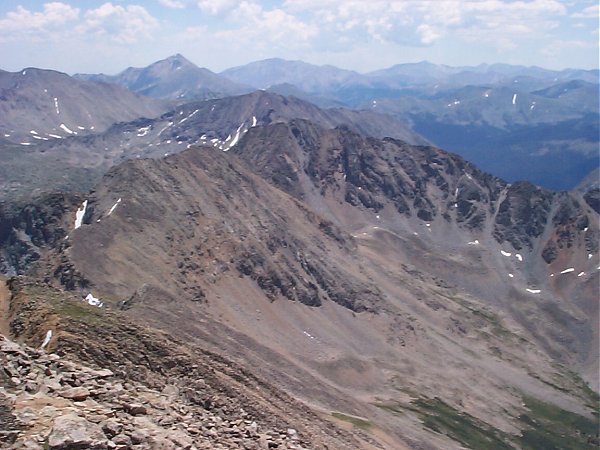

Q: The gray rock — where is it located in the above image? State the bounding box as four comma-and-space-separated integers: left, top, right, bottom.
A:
123, 403, 148, 416
111, 434, 132, 446
101, 419, 123, 437
59, 387, 90, 402
48, 414, 107, 450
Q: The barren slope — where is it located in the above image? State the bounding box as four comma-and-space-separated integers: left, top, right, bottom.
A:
28, 135, 598, 448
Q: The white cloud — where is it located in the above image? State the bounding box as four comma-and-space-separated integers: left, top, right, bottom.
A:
0, 2, 79, 41
211, 0, 318, 49
283, 0, 567, 46
158, 0, 185, 9
571, 5, 600, 20
417, 24, 441, 45
77, 2, 159, 44
198, 0, 239, 16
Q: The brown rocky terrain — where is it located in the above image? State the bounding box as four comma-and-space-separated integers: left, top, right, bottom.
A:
0, 278, 376, 449
1, 121, 598, 449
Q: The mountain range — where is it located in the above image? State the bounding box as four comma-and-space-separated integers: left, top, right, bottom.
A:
0, 55, 600, 450
74, 54, 253, 102
75, 54, 600, 190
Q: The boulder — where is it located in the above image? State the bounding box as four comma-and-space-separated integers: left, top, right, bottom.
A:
59, 387, 90, 402
48, 414, 107, 450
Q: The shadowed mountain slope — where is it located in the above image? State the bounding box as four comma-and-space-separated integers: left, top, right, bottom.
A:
2, 120, 598, 449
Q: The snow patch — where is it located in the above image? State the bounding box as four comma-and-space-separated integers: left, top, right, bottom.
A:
40, 330, 52, 348
227, 123, 244, 150
59, 123, 74, 134
85, 292, 104, 308
107, 197, 121, 216
75, 200, 87, 230
137, 125, 151, 137
302, 331, 315, 339
179, 109, 200, 123
157, 122, 175, 136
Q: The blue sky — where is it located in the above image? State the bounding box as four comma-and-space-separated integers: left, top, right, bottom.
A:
0, 0, 599, 74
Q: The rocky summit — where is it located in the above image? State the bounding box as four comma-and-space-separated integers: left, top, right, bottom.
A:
0, 278, 368, 450
0, 55, 600, 450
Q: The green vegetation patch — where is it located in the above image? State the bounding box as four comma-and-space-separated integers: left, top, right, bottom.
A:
412, 397, 514, 450
519, 397, 600, 450
331, 411, 373, 431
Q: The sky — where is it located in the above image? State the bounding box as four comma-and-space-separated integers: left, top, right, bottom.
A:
0, 0, 599, 74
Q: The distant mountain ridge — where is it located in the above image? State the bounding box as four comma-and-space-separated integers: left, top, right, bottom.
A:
74, 54, 252, 102
0, 90, 427, 199
0, 68, 169, 145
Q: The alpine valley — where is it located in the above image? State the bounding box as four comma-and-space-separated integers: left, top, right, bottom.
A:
0, 55, 600, 450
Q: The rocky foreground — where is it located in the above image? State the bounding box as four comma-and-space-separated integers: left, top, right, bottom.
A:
0, 336, 314, 449
0, 278, 368, 450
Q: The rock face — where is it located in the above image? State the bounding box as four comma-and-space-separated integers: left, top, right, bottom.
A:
48, 414, 108, 450
0, 68, 167, 149
0, 278, 357, 450
75, 54, 252, 102
2, 118, 599, 449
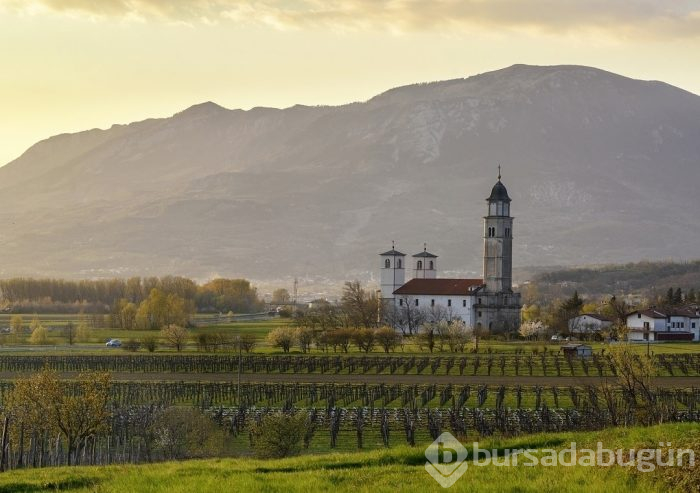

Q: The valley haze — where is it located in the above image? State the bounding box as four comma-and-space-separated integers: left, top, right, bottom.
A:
0, 65, 700, 288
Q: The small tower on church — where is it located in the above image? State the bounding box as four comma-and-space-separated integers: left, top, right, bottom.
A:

= = =

— Aim of the task —
Render every line of the data above as a numbered list, skipping blank lines and omitting the pictures.

— Response to this task —
1. Q: The gray rock — where is it located in the above image? State the bounding box as four comma-and-space-separated integers: left, top, right, bottom.
2. A:
3. 123, 403, 148, 416
4. 111, 434, 132, 446
5. 101, 419, 123, 437
6. 59, 387, 90, 402
7. 48, 414, 107, 450
8. Q: The barren slope — where is it located in the above image? State the bounding box as four comma-and-space-separated integers: left, top, right, bottom.
9. A:
10. 28, 135, 598, 448
11. Q: The white cloud — where is it located in the above image? State the bounding box as four comma-and-space-separated integers: left, top, right, bottom.
12. A:
13. 0, 2, 79, 41
14. 211, 0, 318, 49
15. 283, 0, 567, 46
16. 158, 0, 185, 9
17. 571, 5, 600, 20
18. 417, 24, 441, 45
19. 77, 2, 159, 44
20. 198, 0, 239, 16
21. Q: The brown rocky terrain — where is it located in the above image? State the bounding box as four comma-and-space-separated integers: left, top, right, bottom.
22. A:
23. 0, 278, 376, 449
24. 1, 121, 598, 449
25. Q: The mountain range — where is it located in the above image? State the bounding box as four comma-and-space-separated integers: left, top, right, bottom.
26. A:
27. 0, 55, 600, 450
28. 74, 54, 253, 102
29. 75, 54, 600, 190
30. Q: The boulder — where is it located in the above image? State the bounding box as four comma-and-space-separated integers: left, top, right, bottom.
31. A:
32. 59, 387, 90, 402
33. 48, 414, 107, 450
34. Q: The shadowed mountain slope — where is it located in the above image? State the bounding box as four comma-and-space-separated integers: left, top, right, bottom.
35. A:
36. 2, 120, 598, 449
37. Q: The snow patch — where is it located in the above image? State the bounding box as four comma-and-space-separated integers: left, top, right, bottom.
38. A:
39. 40, 330, 52, 348
40. 227, 123, 244, 150
41. 59, 123, 74, 134
42. 85, 292, 104, 308
43. 107, 197, 121, 216
44. 75, 200, 87, 230
45. 137, 125, 151, 137
46. 302, 331, 315, 339
47. 179, 109, 200, 123
48. 157, 122, 175, 136
49. Q: The blue sky — where is it located in the above image? State the bounding box as four comma-and-space-separated integers: left, top, right, bottom.
50. A:
51. 0, 0, 599, 74
52. Q: The rocky summit — where is it located in the above image? State the bounding box as four comma-and-space-separated integers: left, top, right, bottom.
53. A:
54. 0, 278, 368, 450
55. 0, 55, 600, 450
56. Q: The green vegetation patch — where is it located in the above image? State the bounding box as four comma-and-space-separated integers: left, top, right, bottom.
57. A:
58. 412, 397, 514, 450
59. 519, 397, 600, 450
60. 331, 411, 373, 431
61. Q: The sky — where is it located in the above image? State the bounding box as four comma-and-space-separated integers: left, top, right, bottom.
62. A:
63. 0, 0, 599, 74
64. Q: The distant mountain ridge — where is it located in the above image? State the bounding box as four comma-and-space-separated integers: left, top, right, bottom.
65. A:
66. 74, 54, 252, 102
67. 0, 90, 427, 199
68. 0, 68, 169, 145
69. Q: The alpine valley — where is it located in the above image? State the bounding box as four comma-and-space-separated integers: left, top, right, bottom.
70. A:
71. 0, 55, 600, 450
72. Q: The rocky foreground — where is it located in the above image? State the bounding box as four comma-and-space-separated integers: left, top, right, bottom.
73. A:
74. 0, 336, 314, 449
75. 0, 278, 368, 450
76. Q: The rock face — where is it located in the above image? State the bounding box as four comma-and-space-separated integers: left, top, right, bottom.
77. A:
78. 48, 414, 108, 450
79. 0, 68, 167, 149
80. 0, 278, 357, 450
81. 75, 54, 252, 102
82. 2, 118, 599, 449
83. Q: The valley haze — where is it located in the above image? State the bounding box as four comma-and-space-separated integers: left, top, right, bottom.
84. A:
85. 0, 65, 700, 288
86. Q: The small tower on church — where is it located in the above image? State the bounding box as four comma-and-space-separated integers: left, top, right, bottom.
87. A:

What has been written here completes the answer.